**Exercise objective**
Output range, inclusive: from the line containing "Target: pointed green leaf" to the line containing "of the drooping". Restate those lines from the data below word for word and only those.

*** Opening of Task data ***

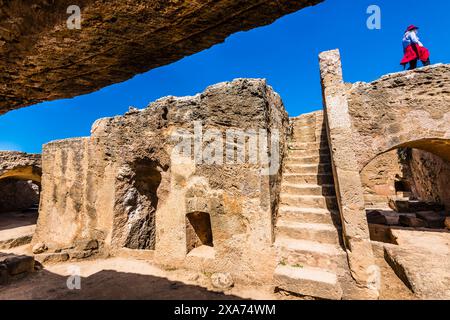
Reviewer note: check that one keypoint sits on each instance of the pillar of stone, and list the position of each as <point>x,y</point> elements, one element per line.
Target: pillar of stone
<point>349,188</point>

*** Close of Task data ***
*** Opening of Task data ***

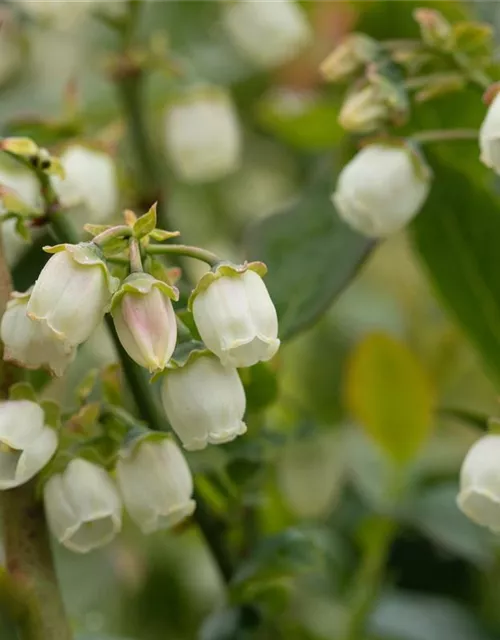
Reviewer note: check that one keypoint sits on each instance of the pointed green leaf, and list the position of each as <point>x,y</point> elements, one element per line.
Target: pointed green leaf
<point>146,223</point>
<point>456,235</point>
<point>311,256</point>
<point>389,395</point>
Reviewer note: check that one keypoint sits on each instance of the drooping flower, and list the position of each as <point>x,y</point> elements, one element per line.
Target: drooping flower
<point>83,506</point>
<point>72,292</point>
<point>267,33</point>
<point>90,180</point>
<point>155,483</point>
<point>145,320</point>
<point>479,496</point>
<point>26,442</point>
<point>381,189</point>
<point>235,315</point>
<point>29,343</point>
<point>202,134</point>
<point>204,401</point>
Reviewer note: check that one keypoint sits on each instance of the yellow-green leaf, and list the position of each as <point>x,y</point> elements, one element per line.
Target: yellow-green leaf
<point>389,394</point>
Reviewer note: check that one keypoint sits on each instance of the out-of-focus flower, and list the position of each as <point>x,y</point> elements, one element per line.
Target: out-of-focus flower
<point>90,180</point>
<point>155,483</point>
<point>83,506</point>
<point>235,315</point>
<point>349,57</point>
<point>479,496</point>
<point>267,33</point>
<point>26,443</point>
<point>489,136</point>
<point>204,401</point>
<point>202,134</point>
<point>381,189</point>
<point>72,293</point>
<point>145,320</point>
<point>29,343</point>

*** Close of Task data ***

**Problem solution**
Target: pointed green leaf
<point>146,223</point>
<point>456,235</point>
<point>311,256</point>
<point>389,395</point>
Reviewer note: check that one keypoint sits on each instance of the drooping flower, and list the position of each as <point>x,y</point> elements, one element per line.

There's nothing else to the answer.